Start of Block

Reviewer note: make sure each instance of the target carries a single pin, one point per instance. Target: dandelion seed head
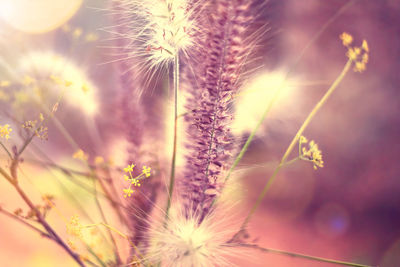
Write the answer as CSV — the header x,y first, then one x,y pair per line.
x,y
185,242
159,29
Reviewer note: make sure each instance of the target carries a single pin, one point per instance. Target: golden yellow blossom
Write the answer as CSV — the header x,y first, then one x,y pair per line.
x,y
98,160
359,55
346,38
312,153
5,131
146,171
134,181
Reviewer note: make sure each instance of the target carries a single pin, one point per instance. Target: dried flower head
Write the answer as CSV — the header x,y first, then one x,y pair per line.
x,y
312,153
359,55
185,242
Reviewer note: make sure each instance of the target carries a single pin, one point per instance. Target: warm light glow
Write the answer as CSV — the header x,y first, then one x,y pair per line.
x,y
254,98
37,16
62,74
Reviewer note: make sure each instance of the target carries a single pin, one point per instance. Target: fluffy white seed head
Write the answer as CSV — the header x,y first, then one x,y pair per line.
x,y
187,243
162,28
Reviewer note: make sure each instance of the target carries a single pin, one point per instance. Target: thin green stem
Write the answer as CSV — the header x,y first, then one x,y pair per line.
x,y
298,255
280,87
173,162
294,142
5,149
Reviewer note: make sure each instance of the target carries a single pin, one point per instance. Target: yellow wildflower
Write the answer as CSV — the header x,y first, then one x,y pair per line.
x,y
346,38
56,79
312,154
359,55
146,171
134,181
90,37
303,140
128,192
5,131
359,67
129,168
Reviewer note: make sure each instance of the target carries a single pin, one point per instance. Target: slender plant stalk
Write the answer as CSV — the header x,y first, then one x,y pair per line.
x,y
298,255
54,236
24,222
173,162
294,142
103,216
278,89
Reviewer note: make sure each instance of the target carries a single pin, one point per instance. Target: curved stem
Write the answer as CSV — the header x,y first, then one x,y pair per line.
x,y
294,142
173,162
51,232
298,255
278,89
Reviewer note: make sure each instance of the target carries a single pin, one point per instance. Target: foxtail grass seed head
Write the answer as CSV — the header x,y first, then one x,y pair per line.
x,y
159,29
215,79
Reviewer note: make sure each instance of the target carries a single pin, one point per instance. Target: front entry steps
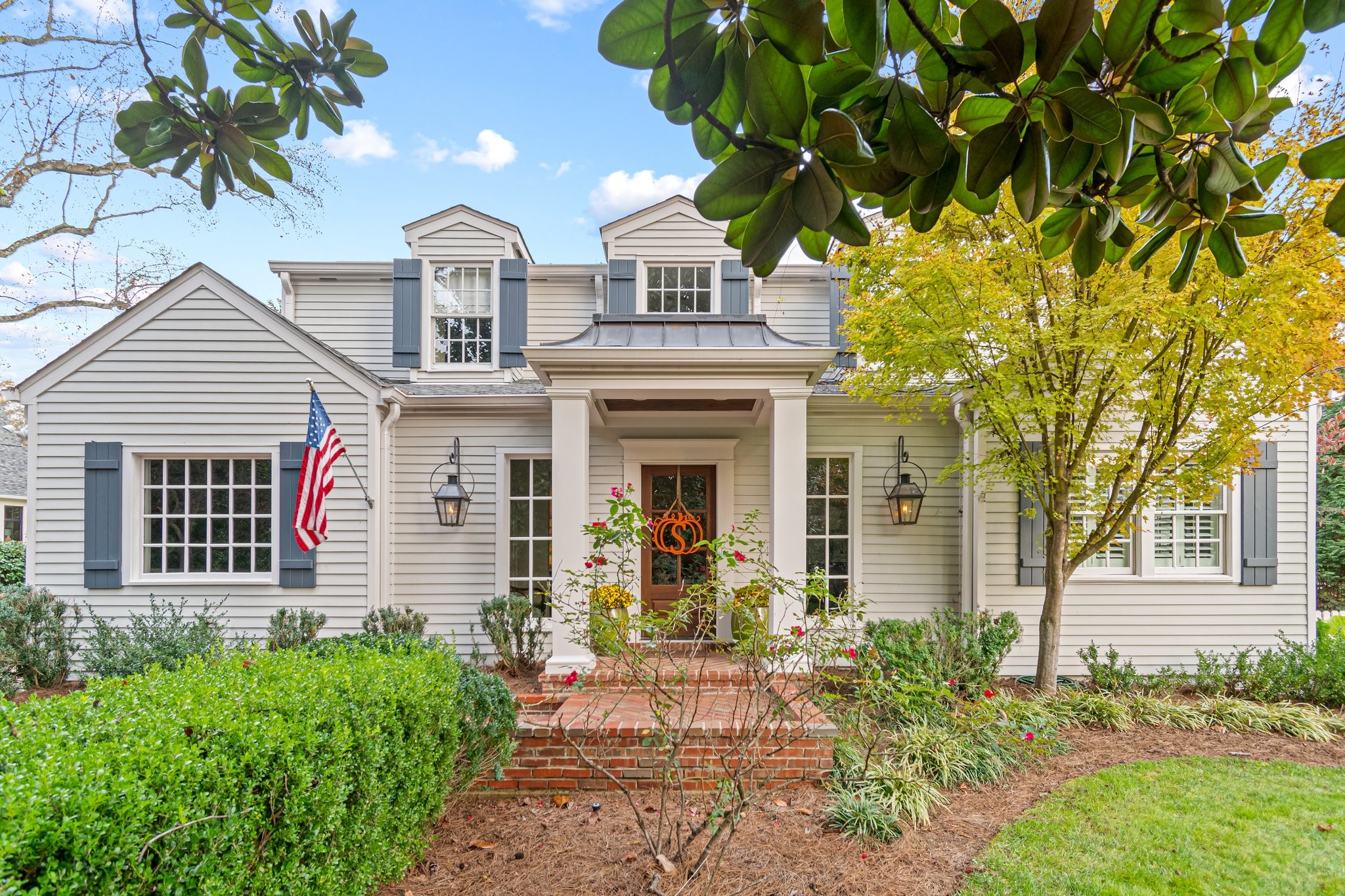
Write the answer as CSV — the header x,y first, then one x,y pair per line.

End of Block

Your goal –
Repeat the records above exactly. Pictures do not belong in the copy.

Solution to the exercise –
Reviewer note: make sure each instance of the target carries a single pin, one point per instance. Target: dandelion seed head
Write the answer as CSV — the header x,y first, then one x,y pair per line.
x,y
185,242
159,29
Reviewer note: make sure each instance of the target carries a single pin, one point per instance. Target: golden yellow blossom
Write the answer as CSV — the header x,y first, then one x,y pair per line.
x,y
98,160
359,55
346,38
312,153
5,131
146,171
134,181
Reviewer note: make sure each instance of the target carries a single pin, one point per instance. Target: dried flower head
Write the answer as CSV — the header x,y first, then one x,y pair per line.
x,y
312,153
359,55
185,242
Reviewer note: make sure each instance of the target carries a single pin, one point per instance. Target: warm light glow
Write the answer as CSV — the header x,y first, then one x,y pair per line.
x,y
254,98
37,16
62,74
Reviewer note: make sure each instance of the target carries a single pin, one point per instance. Target: fluffy white seed head
Write the answer as CSV — the header x,y first, then one x,y pair per line.
x,y
187,243
162,28
Reviewer note: make sure each instance of the target carries a single pin, one point per instance. Target: thin green stem
Write the answer as CSV — the header x,y first, then one x,y pair per line.
x,y
298,255
280,87
173,162
294,142
5,149
Reviewer note: make sure each instance of the target carries a single pin, one point per instance. Target: yellow wildflower
Write the answer as CSV — the header x,y first, then one x,y pair per line.
x,y
346,38
56,79
312,154
359,55
146,171
134,181
90,37
303,140
128,192
5,131
359,67
129,168
Reviewer note: make sure each instance of the target carries a single pin, one point per instance. Target: slender plant stalk
Write the answer as CSV — the header x,y first, then one x,y pair per line.
x,y
298,255
54,236
24,222
173,162
294,142
103,216
278,89
Reviewer note: make sure each instance of the target carries a single pin, one point per instance. Target: curved stem
Write the answer as CSV — the header x,y first, then one x,y pair per line.
x,y
294,142
173,162
51,232
298,255
278,89
Reviewer note: make sure each instance of the target carries a single pin, one point per instance. Target: foxtail grass seed head
Write the answer as CSV — the header x,y first, then one x,y pair per line.
x,y
159,29
215,79
Reviewer note: make sure each instance of the target carries a single pin, one point per instance. Target: front entry steps
Write the answer as CSV — the header x,y first, then one x,y pair per line.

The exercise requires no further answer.